■ **TASK DESCRIPTION**
Write out every record below exactly as it appears.

Part of a data file:
>> Begin

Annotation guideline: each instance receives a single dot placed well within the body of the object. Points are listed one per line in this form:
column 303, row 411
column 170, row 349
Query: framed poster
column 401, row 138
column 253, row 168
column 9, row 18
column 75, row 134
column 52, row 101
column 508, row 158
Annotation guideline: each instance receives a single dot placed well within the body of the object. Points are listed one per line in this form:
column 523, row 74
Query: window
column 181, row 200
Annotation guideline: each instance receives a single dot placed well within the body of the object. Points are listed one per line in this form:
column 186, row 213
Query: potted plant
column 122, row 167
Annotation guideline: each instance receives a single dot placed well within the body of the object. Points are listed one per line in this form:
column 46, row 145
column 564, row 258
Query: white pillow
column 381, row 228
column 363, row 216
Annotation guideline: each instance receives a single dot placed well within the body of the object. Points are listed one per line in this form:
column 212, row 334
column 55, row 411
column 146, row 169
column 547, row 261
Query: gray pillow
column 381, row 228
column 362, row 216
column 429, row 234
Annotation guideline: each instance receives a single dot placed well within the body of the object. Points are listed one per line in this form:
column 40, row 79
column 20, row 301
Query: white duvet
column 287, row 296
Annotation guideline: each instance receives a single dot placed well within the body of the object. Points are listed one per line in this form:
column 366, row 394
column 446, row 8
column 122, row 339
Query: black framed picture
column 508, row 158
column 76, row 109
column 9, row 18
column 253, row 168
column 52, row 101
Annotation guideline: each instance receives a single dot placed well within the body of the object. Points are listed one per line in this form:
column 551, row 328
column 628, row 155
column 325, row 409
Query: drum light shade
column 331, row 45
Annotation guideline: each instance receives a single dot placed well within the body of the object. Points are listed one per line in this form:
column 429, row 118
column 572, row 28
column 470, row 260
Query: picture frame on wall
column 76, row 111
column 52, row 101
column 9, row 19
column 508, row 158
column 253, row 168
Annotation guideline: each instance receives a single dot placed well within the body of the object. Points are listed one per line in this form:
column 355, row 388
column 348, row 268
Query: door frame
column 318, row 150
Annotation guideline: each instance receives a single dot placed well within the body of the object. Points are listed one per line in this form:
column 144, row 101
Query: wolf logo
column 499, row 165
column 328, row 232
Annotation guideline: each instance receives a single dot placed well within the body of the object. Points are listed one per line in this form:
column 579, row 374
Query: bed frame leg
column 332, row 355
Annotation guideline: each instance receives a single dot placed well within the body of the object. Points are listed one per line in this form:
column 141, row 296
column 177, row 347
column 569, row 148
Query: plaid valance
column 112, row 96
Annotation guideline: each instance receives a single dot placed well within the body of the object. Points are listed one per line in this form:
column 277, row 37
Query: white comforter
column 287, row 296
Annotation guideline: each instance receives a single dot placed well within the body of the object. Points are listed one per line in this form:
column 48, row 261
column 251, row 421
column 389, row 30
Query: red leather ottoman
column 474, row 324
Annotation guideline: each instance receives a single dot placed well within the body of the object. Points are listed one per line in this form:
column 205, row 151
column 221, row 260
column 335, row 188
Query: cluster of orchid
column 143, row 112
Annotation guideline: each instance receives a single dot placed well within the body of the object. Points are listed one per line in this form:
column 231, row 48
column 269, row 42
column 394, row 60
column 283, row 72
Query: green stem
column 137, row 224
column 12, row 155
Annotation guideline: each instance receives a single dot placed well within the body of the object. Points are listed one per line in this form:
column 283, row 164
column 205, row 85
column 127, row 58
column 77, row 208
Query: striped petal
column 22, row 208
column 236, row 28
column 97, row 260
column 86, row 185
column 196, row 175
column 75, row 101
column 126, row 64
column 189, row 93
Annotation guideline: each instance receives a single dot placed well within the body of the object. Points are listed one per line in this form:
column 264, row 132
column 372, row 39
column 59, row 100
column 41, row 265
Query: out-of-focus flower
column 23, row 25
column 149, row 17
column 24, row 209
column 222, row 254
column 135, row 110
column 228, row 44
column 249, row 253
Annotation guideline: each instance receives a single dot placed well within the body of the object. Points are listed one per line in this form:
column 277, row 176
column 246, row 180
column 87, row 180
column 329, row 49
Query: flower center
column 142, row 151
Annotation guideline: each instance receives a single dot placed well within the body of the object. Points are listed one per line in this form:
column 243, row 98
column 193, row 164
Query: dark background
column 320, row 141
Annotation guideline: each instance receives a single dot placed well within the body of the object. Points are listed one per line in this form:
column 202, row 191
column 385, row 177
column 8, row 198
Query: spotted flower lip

>> End

■ **TASK RESPONSE**
Annotation guideline: each instance receives a single dot placed well within the body of the object. Points are listed one per line in this form:
column 303, row 411
column 170, row 349
Query: framed poster
column 401, row 138
column 253, row 168
column 9, row 18
column 75, row 134
column 52, row 101
column 508, row 158
Annotation guideline: each instance receives a single dot placed well within the body of the object. Points are listed one per line in this form:
column 523, row 74
Query: window
column 181, row 200
Annotation guideline: each instance receives a single dot placed well within the body of the object. Points are listed one per line in this form:
column 186, row 213
Query: potted plant
column 122, row 167
Annotation guideline: each instance receives a single dot placed well within the body of the object. Points are listed one per line in this form:
column 46, row 145
column 564, row 258
Query: white pillow
column 381, row 228
column 363, row 216
Annotation guideline: each instance receives a single dot placed well within the body of the object. Points are listed one per line in this form:
column 212, row 334
column 55, row 411
column 146, row 169
column 547, row 261
Query: gray pillow
column 381, row 228
column 362, row 216
column 429, row 234
Annotation guideline: each instance receives a single dot placed well within the body of the object. Points are listed one per line in this form:
column 40, row 79
column 20, row 301
Query: white duvet
column 287, row 296
Annotation guideline: each instance receives a single dot placed well within the body of the object. Points are listed one per line in this form:
column 366, row 394
column 446, row 8
column 122, row 339
Query: black framed picture
column 508, row 158
column 76, row 109
column 9, row 18
column 253, row 168
column 52, row 101
Annotation guideline: each instance receives a single dot placed well within the body of the object. Points are listed one per line in this form:
column 551, row 328
column 628, row 155
column 325, row 409
Query: drum light shade
column 331, row 45
Annotation guideline: each instance receives a single dot placed well within the body of the object. Points are listed one per line in this form:
column 429, row 118
column 572, row 28
column 470, row 260
Query: picture frame on wall
column 76, row 111
column 52, row 101
column 9, row 19
column 508, row 158
column 253, row 168
Annotation guideline: each instance receives a single dot placed well within the body of the object. Points are listed one per line in this form:
column 355, row 388
column 348, row 268
Query: door frame
column 318, row 150
Annotation guideline: each instance receives a single dot placed well within the body of the object. Points are listed one per line in this form:
column 144, row 101
Query: wolf logo
column 499, row 165
column 328, row 232
Annotation guideline: each instance receives a single dot placed well within the body of the object. Points are listed one per line in this form:
column 579, row 374
Query: bed frame leg
column 332, row 355
Annotation guideline: each instance receives a single dot placed well within the body of the object. Points are listed one per line in this form:
column 141, row 296
column 177, row 347
column 569, row 148
Query: plaid valance
column 112, row 96
Annotation guideline: each instance receives a single dot placed well within the body of the object. Points are listed one per line in this form:
column 277, row 37
Query: white comforter
column 287, row 296
Annotation guideline: each instance receives a single dot placed well within the body of the object. Points are listed one per line in this form:
column 48, row 261
column 251, row 421
column 389, row 30
Query: red leather ottoman
column 474, row 324
Annotation guideline: each instance receives a single dot placed well within the body of the object. Points are listed one per line in this form:
column 205, row 151
column 221, row 260
column 335, row 188
Query: cluster of orchid
column 143, row 112
Annotation guideline: each instance receives a single dot placed well within the body of the object. Points are listed one per line in this form:
column 231, row 48
column 269, row 42
column 394, row 60
column 283, row 72
Query: green stem
column 137, row 224
column 12, row 155
Annotation guideline: each instance receives a single dot placed well within the body of the object. Points are listed one per line in this form:
column 283, row 164
column 205, row 85
column 127, row 58
column 77, row 208
Query: striped petal
column 22, row 208
column 236, row 28
column 97, row 260
column 86, row 185
column 196, row 175
column 75, row 101
column 126, row 64
column 189, row 93
Annotation guideline: each instance receives a single dot placed well within the body of the object. Points are listed one per line in this form:
column 264, row 132
column 372, row 39
column 59, row 100
column 41, row 265
Query: out-of-focus flower
column 23, row 25
column 149, row 17
column 24, row 209
column 222, row 254
column 135, row 110
column 228, row 44
column 249, row 253
Annotation guideline: each instance receives a single dot placed well within the body of the object. Points are listed one per line in this form:
column 277, row 176
column 246, row 180
column 87, row 180
column 329, row 49
Query: flower center
column 142, row 151
Annotation guideline: each instance receives a single dot placed well within the body of the object. Points are listed one per line in this form:
column 243, row 98
column 193, row 164
Query: dark background
column 320, row 141
Annotation guideline: each instance receives a single dot placed well within the body of the object. Points are listed one per line in this form:
column 202, row 191
column 385, row 177
column 8, row 198
Query: spotted flower lip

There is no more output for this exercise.